# [Instructions for the task]
Nothing but the lines from the top of the following entries through the line with "Target — leafy ground cover" should be printed, exactly as they are.

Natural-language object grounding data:
★ ★ ★ ★ ★

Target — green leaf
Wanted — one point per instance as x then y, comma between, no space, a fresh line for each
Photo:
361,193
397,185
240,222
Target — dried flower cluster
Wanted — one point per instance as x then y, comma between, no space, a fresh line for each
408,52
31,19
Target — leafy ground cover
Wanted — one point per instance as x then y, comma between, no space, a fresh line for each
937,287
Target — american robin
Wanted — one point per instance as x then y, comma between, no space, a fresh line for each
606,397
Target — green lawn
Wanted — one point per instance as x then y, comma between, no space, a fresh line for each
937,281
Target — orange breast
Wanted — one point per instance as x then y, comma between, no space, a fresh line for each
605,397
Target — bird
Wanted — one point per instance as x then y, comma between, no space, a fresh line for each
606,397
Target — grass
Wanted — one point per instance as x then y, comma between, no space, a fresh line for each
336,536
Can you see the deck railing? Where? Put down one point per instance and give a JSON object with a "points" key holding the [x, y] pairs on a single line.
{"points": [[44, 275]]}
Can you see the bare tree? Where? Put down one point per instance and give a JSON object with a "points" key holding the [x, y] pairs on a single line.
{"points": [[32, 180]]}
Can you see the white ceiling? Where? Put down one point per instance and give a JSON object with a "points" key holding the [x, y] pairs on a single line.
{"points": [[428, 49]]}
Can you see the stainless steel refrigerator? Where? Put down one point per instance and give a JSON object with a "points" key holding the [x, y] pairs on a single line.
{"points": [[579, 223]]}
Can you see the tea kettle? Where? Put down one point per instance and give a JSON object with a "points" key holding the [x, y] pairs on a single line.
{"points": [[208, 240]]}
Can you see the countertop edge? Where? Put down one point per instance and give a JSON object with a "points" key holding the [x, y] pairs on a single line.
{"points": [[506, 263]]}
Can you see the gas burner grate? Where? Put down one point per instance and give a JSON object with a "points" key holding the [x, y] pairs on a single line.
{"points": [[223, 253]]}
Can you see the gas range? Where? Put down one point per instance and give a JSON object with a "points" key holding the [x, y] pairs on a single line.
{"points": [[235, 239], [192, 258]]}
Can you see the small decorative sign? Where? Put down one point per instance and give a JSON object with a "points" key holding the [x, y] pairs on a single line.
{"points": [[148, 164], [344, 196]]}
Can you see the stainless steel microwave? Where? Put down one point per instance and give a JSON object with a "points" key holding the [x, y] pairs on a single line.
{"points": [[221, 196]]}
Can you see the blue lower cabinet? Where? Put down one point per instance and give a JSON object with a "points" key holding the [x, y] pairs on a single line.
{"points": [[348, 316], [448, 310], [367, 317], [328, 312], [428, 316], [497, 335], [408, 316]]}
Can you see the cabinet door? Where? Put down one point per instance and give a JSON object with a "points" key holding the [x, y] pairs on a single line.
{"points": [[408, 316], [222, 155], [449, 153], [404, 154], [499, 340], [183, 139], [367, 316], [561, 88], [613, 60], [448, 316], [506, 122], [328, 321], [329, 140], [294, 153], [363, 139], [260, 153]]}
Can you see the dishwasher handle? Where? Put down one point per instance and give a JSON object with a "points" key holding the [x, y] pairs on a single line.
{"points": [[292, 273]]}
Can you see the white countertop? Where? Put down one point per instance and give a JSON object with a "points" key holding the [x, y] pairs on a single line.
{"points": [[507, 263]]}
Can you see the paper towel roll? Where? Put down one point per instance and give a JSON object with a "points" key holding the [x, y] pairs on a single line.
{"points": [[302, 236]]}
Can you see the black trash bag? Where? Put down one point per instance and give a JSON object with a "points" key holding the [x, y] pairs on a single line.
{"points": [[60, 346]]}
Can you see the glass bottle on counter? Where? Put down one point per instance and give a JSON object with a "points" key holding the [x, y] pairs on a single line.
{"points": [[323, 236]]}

★ ★ ★ ★ ★

# [Your solution]
Target — green leaf
Wanted — one point per instance as x then y, comma between, no space, a fresh line for each
Photo:
361,193
397,185
240,222
Target — dried flower cluster
Wanted — one point per instance as x then y, comma between, no space, a fresh line for each
408,52
31,19
Target — leafy ground cover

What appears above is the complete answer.